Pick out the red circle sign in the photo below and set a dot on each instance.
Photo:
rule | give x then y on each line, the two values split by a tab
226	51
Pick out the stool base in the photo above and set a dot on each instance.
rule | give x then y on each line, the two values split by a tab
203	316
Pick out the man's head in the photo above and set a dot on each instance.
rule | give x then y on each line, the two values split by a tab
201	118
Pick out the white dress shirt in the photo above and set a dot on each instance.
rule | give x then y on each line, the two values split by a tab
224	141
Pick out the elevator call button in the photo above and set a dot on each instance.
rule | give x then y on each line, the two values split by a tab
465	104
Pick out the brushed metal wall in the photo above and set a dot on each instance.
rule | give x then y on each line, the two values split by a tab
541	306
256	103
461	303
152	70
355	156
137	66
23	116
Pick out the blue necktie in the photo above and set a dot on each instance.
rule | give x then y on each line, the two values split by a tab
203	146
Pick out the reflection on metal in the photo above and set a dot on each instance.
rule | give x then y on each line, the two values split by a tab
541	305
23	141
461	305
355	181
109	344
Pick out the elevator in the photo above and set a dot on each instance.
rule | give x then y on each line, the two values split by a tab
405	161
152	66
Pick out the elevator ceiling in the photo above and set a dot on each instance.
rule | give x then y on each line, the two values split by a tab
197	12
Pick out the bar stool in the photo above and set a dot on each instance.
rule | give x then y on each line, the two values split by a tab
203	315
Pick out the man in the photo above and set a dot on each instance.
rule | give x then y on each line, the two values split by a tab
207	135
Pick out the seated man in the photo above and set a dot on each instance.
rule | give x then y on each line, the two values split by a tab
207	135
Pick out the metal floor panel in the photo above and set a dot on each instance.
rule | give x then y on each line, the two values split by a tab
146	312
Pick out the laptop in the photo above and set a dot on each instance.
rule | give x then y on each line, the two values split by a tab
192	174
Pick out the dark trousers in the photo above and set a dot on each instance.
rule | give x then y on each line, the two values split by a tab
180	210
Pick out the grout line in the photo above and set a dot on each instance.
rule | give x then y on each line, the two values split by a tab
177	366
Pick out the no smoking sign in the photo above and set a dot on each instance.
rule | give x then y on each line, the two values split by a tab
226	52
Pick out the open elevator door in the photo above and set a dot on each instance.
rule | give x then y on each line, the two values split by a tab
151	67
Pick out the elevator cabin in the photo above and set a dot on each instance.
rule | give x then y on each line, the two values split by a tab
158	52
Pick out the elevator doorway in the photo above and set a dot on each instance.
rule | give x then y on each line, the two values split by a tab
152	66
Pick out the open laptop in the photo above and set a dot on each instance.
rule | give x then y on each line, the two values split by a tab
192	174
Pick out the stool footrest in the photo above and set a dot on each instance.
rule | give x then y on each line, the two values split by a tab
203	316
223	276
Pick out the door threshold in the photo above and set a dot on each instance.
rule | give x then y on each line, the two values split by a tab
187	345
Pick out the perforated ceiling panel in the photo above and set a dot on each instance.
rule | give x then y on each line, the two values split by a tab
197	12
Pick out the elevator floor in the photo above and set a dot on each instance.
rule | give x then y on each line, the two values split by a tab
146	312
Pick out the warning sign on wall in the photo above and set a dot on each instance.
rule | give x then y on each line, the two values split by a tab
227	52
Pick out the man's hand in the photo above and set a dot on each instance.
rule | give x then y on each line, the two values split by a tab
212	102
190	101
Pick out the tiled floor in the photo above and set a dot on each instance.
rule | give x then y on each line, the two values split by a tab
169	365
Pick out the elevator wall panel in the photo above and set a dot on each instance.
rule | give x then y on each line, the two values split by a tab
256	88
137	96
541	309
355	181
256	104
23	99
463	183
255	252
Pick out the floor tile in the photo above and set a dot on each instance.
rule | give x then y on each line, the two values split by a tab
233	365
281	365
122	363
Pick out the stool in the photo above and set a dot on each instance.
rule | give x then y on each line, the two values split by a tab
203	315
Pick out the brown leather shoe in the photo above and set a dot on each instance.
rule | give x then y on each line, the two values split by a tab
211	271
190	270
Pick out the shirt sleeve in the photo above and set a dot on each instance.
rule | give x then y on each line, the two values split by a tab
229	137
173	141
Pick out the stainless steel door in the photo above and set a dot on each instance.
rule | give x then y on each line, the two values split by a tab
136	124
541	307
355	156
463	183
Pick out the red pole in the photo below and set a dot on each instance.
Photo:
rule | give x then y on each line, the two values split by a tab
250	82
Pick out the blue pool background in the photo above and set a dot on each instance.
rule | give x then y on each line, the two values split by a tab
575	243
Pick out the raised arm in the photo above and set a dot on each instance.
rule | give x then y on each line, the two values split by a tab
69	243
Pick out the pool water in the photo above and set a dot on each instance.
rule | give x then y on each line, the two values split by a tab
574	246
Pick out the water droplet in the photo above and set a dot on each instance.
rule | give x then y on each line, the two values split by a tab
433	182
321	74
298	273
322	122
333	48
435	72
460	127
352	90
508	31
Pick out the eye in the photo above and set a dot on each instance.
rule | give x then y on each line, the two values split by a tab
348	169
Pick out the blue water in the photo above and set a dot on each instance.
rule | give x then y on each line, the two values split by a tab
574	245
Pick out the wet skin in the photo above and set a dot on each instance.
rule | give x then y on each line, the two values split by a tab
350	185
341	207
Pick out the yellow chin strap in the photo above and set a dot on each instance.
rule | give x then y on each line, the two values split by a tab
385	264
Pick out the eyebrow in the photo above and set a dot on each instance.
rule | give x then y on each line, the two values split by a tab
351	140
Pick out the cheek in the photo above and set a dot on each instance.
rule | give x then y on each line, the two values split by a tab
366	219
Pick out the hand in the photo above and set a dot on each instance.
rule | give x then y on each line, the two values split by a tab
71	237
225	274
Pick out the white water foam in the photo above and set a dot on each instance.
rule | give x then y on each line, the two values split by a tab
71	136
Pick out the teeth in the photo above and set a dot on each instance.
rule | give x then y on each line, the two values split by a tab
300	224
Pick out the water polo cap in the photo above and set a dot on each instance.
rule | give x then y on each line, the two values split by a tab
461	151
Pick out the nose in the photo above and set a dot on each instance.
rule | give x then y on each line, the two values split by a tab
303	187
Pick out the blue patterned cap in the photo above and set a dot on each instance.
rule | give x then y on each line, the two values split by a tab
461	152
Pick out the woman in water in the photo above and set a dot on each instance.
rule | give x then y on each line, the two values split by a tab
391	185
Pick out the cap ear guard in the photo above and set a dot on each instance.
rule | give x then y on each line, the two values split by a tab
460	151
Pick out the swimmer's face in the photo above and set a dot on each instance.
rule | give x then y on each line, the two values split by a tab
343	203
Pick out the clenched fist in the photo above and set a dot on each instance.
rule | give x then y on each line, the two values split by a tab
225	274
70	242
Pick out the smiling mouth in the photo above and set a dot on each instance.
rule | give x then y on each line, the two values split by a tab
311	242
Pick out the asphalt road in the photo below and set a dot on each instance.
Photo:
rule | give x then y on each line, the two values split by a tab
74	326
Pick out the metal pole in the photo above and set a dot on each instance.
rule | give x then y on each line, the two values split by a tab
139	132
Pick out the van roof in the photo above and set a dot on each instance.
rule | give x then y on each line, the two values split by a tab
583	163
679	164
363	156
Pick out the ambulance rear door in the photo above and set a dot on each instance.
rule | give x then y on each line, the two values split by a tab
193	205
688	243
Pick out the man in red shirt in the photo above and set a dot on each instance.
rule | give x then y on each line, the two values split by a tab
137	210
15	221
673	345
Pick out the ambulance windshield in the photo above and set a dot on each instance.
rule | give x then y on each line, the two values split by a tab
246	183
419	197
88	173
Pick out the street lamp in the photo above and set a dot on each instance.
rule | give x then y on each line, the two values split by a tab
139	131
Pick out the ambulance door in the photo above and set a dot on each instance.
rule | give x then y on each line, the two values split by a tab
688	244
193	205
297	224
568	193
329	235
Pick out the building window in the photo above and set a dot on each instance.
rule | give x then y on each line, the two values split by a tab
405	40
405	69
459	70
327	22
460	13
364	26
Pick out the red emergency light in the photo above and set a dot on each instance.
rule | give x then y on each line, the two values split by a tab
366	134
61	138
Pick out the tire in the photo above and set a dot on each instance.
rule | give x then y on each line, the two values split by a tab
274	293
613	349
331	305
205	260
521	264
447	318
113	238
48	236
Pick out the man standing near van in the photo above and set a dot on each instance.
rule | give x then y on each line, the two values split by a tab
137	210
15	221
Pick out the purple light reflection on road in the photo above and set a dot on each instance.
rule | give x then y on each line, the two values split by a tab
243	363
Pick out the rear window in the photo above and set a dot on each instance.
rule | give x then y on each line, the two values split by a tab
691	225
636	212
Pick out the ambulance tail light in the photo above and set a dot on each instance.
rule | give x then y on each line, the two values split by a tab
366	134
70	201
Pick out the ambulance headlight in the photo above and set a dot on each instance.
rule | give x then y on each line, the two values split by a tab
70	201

*Brief:*
Output exactly the lines above, from the one holding "Pick out the building" through the end of the data, including the first and last.

*Solution for this problem:*
Pick out the building window in the photo above and set a dot on each instance.
rule | give x then y on each line, the two values split by a tab
405	40
405	69
459	70
327	22
460	13
364	26
Pick out the red emergency light in the photo above and set a dot on each instance.
rule | give x then y on each line, the two values split by a tab
366	134
61	138
Pick out the tire in the photo above and set a dot on each instance.
rule | give x then y on each line, the two values split by a tab
274	293
613	349
331	305
205	260
521	264
447	318
113	238
48	236
Pick out the man standing near van in the photo above and set a dot on each instance.
rule | give x then y on each line, the two values split by a tab
137	210
15	221
Pick out the purple light reflection on road in the photo above and set a dot on each instance.
rule | give x then y on each line, the two values split by a tab
243	363
Pick out the rear window in the photo above and set a dot on each instance.
rule | give x then y on each line, the two values split by a tab
691	225
636	212
Pick out the ambulance tail light in the photo above and set a dot on each instance.
rule | give x then y on each line, the two values split by a tab
366	134
70	201
Pick out the ambulance headlight in the photo above and set a dot on each instance.
rule | give x then y on each line, the two values split by a tab
70	201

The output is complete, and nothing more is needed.